• TASK OBJECTIVE
Show each line below that contains the string "grass", copying every such line in full.

BEGIN DATASET

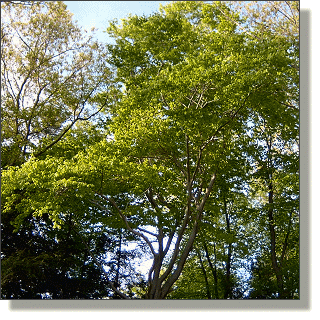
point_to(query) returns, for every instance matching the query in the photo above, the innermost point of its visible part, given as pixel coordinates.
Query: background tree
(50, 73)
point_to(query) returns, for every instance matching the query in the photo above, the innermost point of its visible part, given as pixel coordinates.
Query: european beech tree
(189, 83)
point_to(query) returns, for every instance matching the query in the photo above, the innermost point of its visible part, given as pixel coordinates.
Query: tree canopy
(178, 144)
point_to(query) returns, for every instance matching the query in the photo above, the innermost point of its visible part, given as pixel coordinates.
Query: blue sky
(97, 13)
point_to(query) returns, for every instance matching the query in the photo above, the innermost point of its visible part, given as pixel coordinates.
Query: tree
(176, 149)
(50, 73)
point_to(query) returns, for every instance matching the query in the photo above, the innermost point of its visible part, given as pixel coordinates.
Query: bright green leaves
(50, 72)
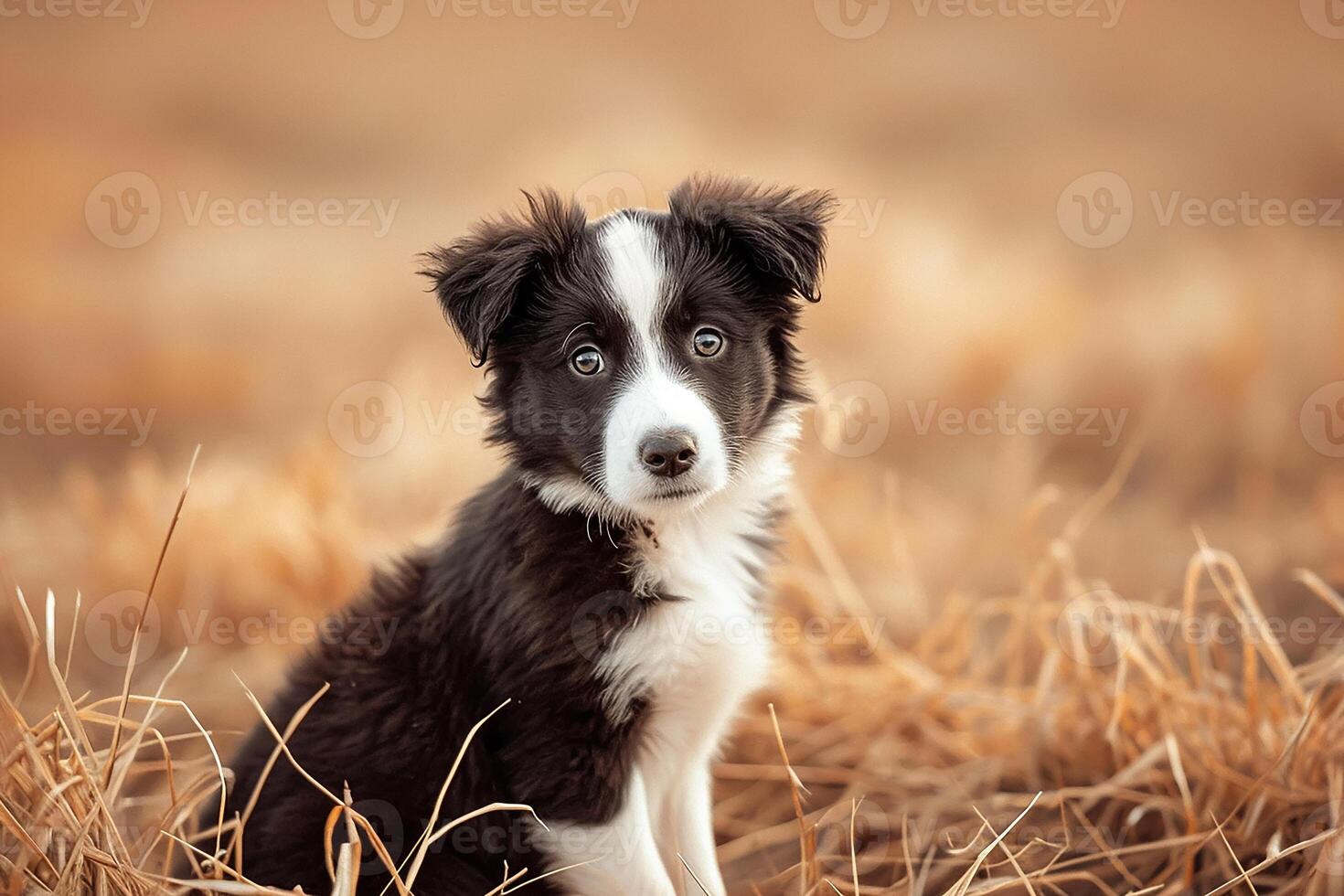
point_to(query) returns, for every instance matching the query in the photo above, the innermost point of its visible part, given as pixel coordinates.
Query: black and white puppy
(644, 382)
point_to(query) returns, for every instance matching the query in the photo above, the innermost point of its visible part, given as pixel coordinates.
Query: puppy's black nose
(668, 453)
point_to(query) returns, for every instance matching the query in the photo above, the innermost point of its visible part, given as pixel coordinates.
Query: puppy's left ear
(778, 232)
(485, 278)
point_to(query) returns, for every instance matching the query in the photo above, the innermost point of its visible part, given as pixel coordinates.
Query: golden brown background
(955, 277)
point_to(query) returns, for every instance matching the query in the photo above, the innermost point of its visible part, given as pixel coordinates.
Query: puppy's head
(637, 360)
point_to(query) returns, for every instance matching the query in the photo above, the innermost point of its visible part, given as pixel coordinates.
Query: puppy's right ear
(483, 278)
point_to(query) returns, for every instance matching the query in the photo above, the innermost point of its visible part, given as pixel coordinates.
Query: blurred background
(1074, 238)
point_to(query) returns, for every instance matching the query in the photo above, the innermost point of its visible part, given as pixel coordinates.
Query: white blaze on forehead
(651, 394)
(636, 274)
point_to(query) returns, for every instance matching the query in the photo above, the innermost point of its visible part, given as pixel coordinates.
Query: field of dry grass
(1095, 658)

END DATASET
BEGIN DATASET

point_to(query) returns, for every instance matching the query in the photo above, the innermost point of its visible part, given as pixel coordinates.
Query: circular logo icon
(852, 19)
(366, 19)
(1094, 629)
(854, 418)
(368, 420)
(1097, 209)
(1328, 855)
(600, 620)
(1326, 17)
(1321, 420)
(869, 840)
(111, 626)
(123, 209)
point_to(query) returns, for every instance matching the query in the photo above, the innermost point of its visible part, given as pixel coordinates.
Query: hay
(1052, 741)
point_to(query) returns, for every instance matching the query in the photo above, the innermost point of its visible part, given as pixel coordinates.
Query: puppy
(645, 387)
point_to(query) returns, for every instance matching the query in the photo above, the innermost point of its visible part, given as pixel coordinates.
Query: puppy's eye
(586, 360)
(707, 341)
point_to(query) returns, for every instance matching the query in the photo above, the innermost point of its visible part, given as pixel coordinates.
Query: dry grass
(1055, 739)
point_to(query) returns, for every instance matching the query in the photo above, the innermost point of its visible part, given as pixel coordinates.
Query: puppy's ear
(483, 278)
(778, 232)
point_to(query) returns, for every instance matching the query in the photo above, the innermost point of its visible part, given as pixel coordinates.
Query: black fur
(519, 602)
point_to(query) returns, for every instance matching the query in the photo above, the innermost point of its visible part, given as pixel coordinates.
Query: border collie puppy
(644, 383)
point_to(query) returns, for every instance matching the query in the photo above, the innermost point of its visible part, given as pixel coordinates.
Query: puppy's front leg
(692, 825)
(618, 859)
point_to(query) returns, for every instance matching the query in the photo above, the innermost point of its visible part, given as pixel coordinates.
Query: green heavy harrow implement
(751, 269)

END DATASET

• FULL SOLUTION
Query: field of dry grass
Query: dry grass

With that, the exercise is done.